作業指示 1 ::
ゲストハウスでの出来事を書いた文章について、次の問いに答えてください。
(a) UTROの職員が勤務するのは一日のうちいつだけか。
(b) 職員のひと月の給料はいくらか。
(c) 通りかかった人物はヘビの死骸を見て、それを何だと言ったか。

文書の抜粋 ::

● ● ● ● ● ● ●

ゲストハウスで暮らす・・・
UTROの職員の勤務時間は午前中だけである。まあ、ほとんど予算がなく、活動資金がないのだから当然仕事もない。ひと月の給料が10ドルでは、彼らが仕事をしない事に対して異議を唱えるのもはばかられる。それゆえ僕も自分の検査をする必要のない日の午後はラボへは足を向けなかった。そんなある日、遅い昼食をすませた後にゲストハウスへ戻り昼寝をした。カーテンを引いて寝ていたので目が覚めた時にも部屋が薄暗かった。近くに置いた目覚ましを見ると一時間くらい眠ったようだ。ちょうどいい感じだなと延びをしながら起きあがり、サンダルを履こうと足をベッドから降ろした時、サンダルの上に何かいるのが目に入った。よく見ると右足のサンダルの上で小さなヘビがとぐろを巻いて寝ているではないか。それに気がつき、瞬間的に体のどこからか雄叫びが上がって余計にに驚く。この昼寝しているヘビをどうやって退治すればいいんだ。小さいとはいえ毒があるかもしれない。突っつけばどこかへ行くだろうが、家の中に住まわれてはこっちが困る。結局かわいそうだが死んでもらうことに決め、左足のサンダルを掴んだ。それでまたまた無意識のうちに叫び声を上げながら、必死になって右サンダルの上のヘビを左サンダルで叩きのめす。完全に死んだのを確認してから入り口の前に放り出した。その後、近くを通りかかったヤツを呼んでヘビの話をしたら、そいつはその死骸を見て、
「これは毒蛇だよ。でも普通は家の中には入ってこないな。」と言う。

● ● ● ● ● ● ●

処理対象の行 ::
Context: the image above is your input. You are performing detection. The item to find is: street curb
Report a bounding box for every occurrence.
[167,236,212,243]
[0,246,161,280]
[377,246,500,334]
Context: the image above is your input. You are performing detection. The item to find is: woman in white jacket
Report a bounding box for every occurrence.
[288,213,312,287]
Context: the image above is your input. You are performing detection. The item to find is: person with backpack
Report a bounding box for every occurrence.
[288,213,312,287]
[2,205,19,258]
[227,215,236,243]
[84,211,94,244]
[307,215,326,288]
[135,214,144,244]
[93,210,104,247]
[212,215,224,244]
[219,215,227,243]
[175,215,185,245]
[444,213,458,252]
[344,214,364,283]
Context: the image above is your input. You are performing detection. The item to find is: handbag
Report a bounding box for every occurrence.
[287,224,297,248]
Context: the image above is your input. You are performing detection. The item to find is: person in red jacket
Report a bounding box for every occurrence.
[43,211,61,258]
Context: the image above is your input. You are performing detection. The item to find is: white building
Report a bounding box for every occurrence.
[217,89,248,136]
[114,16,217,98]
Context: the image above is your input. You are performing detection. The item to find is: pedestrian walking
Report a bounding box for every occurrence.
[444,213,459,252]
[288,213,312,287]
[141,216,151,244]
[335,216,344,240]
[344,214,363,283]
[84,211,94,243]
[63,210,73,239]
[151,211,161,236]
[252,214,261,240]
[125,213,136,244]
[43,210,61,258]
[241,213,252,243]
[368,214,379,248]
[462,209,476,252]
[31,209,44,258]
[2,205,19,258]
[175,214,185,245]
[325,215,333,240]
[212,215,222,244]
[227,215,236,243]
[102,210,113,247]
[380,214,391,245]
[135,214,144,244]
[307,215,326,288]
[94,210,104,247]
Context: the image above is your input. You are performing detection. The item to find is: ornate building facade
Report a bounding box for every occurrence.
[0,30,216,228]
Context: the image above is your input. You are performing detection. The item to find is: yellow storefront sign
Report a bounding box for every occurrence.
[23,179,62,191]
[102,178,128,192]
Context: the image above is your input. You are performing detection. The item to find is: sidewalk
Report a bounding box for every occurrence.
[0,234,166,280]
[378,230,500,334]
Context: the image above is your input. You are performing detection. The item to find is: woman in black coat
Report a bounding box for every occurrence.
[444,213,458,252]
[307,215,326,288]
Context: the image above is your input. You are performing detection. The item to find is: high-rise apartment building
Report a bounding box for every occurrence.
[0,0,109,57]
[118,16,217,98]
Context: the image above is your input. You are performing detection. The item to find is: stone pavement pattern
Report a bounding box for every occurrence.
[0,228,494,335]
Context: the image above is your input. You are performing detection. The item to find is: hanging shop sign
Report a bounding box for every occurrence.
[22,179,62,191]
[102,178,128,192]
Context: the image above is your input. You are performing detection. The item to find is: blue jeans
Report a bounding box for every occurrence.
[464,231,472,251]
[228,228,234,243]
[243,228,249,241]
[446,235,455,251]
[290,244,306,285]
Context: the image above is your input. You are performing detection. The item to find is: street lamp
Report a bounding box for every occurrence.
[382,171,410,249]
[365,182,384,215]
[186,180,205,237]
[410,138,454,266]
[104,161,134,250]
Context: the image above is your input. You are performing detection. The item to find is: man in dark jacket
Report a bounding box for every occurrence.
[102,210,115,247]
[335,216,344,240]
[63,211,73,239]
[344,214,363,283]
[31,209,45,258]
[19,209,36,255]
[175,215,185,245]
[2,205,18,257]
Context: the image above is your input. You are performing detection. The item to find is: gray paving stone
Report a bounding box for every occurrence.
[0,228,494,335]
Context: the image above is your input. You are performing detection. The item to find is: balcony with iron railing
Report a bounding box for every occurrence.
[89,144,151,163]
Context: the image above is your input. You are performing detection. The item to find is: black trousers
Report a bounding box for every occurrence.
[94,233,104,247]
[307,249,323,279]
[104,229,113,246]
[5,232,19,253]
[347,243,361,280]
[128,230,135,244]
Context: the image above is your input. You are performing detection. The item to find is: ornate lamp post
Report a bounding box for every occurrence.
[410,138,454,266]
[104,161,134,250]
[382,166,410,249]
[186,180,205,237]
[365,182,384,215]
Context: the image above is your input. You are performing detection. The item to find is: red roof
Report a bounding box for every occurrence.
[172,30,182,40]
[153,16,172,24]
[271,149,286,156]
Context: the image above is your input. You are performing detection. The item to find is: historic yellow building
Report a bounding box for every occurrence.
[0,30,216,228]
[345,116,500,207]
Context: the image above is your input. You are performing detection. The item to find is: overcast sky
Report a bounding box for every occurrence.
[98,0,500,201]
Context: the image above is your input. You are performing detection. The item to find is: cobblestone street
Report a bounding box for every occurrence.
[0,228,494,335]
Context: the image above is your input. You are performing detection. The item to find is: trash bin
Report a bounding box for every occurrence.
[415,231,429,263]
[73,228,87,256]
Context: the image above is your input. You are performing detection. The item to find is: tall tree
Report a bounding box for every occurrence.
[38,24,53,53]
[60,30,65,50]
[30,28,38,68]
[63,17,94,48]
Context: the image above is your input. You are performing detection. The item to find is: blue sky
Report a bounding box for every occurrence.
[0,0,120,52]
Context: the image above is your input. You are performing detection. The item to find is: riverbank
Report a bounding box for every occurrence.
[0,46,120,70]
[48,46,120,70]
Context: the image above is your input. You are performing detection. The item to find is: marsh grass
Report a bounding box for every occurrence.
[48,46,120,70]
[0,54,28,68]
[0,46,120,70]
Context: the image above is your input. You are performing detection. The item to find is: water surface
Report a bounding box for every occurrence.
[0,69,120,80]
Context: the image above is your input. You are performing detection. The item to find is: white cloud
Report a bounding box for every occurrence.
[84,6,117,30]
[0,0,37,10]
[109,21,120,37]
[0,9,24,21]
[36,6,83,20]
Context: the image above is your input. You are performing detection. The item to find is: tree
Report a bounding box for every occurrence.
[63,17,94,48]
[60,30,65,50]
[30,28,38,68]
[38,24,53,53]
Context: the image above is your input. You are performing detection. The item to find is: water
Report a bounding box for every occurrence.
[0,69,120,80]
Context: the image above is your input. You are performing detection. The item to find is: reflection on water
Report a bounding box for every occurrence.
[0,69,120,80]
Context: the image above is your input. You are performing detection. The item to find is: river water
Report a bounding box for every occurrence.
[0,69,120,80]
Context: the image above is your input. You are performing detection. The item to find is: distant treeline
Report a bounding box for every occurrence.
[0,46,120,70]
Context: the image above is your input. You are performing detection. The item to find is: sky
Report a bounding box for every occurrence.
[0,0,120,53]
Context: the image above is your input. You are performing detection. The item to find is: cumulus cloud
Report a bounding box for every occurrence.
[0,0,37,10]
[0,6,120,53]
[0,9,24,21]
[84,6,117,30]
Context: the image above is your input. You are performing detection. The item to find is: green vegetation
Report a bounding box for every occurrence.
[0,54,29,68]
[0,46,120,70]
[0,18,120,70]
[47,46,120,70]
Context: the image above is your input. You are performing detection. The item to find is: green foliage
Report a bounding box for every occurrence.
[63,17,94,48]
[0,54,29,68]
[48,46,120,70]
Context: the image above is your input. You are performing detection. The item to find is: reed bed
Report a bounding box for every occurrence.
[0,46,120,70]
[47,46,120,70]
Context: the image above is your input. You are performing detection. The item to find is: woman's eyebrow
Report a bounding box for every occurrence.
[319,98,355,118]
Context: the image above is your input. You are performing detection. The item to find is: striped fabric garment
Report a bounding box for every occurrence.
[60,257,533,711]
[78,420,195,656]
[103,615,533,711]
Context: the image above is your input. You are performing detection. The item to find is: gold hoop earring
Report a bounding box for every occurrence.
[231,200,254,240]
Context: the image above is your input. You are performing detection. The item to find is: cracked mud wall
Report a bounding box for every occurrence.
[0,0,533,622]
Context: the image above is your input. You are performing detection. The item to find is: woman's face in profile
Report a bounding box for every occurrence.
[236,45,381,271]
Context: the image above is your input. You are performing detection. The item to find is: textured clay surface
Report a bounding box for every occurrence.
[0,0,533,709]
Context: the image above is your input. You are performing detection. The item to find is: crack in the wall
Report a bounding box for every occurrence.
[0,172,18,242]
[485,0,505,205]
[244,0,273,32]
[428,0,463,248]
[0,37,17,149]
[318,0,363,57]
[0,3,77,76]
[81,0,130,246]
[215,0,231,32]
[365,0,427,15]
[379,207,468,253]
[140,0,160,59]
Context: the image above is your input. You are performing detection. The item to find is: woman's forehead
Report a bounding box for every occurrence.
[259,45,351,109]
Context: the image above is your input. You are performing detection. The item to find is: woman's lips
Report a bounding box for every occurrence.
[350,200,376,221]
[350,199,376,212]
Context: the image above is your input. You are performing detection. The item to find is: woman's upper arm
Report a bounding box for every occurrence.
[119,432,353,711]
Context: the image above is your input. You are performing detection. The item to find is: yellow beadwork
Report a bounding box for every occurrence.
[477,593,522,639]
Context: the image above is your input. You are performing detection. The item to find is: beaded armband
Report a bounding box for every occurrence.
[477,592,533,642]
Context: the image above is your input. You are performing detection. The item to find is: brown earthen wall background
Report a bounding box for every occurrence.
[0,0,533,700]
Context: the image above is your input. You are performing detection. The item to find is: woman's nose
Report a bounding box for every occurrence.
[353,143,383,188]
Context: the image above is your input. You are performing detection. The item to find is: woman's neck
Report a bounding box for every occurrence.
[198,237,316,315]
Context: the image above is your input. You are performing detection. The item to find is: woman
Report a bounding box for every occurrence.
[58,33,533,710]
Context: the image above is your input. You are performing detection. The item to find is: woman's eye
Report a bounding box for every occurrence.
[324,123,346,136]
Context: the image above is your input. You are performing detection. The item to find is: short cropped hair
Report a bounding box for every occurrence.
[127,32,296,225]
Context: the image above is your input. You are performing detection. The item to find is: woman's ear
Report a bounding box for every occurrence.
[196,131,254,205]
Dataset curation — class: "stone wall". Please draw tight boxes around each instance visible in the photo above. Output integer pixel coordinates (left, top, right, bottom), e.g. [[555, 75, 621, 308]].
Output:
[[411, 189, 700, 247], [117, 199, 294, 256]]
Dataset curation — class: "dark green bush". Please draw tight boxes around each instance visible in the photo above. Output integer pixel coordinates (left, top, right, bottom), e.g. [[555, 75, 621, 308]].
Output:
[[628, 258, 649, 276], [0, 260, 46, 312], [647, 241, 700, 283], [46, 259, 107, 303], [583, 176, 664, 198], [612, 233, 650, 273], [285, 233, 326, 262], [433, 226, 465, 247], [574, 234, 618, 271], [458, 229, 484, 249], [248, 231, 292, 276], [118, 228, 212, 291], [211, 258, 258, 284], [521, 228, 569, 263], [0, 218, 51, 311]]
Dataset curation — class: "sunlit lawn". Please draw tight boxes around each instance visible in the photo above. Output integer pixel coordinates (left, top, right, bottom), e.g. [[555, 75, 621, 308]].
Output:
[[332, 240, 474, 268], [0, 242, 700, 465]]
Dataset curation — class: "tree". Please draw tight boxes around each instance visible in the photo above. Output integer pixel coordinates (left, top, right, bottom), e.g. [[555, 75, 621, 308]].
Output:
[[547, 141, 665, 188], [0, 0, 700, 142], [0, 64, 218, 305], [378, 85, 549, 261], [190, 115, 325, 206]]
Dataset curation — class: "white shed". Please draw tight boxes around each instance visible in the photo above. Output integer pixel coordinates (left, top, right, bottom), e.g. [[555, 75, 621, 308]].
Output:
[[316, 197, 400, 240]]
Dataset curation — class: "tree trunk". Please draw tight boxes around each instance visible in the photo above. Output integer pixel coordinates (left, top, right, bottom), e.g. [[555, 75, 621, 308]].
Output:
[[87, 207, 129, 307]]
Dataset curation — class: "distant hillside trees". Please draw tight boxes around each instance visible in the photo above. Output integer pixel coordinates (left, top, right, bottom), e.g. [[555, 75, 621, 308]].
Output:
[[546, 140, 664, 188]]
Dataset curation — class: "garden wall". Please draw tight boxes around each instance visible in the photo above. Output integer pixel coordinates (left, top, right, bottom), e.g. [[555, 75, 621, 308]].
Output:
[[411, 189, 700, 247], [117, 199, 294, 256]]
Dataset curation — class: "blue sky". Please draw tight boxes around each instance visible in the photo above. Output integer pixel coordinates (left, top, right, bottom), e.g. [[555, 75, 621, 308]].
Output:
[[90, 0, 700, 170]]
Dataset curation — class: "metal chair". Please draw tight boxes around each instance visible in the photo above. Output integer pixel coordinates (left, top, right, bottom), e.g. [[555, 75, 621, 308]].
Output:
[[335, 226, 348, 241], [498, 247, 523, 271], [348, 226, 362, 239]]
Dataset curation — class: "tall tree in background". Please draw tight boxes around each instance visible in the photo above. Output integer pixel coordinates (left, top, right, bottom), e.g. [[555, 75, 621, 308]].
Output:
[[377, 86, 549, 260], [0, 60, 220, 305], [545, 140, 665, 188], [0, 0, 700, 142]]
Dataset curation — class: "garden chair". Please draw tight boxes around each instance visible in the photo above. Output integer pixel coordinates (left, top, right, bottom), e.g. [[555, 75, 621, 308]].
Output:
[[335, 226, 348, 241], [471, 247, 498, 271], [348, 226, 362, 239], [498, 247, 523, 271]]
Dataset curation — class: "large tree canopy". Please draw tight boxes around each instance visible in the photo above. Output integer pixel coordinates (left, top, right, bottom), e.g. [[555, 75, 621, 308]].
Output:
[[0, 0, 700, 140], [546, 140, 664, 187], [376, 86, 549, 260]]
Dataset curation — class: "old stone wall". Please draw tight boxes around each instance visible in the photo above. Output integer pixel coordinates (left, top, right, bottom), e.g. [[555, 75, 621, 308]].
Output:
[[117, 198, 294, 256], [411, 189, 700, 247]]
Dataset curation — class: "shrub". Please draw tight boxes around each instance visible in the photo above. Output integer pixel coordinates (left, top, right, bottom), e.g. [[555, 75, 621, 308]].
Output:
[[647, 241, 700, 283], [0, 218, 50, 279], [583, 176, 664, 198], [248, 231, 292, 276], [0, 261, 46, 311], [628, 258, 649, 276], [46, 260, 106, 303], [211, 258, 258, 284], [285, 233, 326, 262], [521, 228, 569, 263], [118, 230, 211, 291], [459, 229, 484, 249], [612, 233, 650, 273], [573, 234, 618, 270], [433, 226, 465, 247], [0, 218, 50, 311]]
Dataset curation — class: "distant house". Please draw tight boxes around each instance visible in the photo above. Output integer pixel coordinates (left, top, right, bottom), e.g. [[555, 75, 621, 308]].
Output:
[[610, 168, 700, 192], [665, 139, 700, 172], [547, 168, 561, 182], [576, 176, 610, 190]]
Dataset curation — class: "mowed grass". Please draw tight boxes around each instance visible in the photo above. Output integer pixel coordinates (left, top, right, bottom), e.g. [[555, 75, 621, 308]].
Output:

● ● ● ● ● ● ●

作業指示 2 ::
上の行のうち、先頭の行から「[114,16,217,98]」を含む行までを一字一句変えずに抜き出してください。両端の行も含めます。

解答 1 ::
(a) 午前中だけ
(b) 10ドル
(c) 毒蛇

解答 2 ::
Context: the image above is your input. You are performing detection. The item to find is: street curb
Report a bounding box for every occurrence.
[167,236,212,243]
[0,246,161,280]
[377,246,500,334]
Context: the image above is your input. You are performing detection. The item to find is: woman in white jacket
Report a bounding box for every occurrence.
[288,213,312,287]
Context: the image above is your input. You are performing detection. The item to find is: person with backpack
Report a bounding box for every occurrence.
[288,213,312,287]
[2,205,19,258]
[227,215,236,243]
[84,211,94,244]
[307,215,326,288]
[135,214,144,244]
[93,210,104,247]
[212,215,224,244]
[219,215,227,243]
[175,215,185,245]
[444,213,458,252]
[344,214,364,283]
Context: the image above is your input. You are performing detection. The item to find is: handbag
Report a bounding box for every occurrence.
[287,224,297,248]
Context: the image above is your input. You are performing detection. The item to find is: person in red jacket
Report a bounding box for every occurrence.
[43,211,61,258]
Context: the image above is your input. You are performing detection. The item to find is: white building
Report a bounding box for every occurrence.
[217,89,248,136]
[114,16,217,98]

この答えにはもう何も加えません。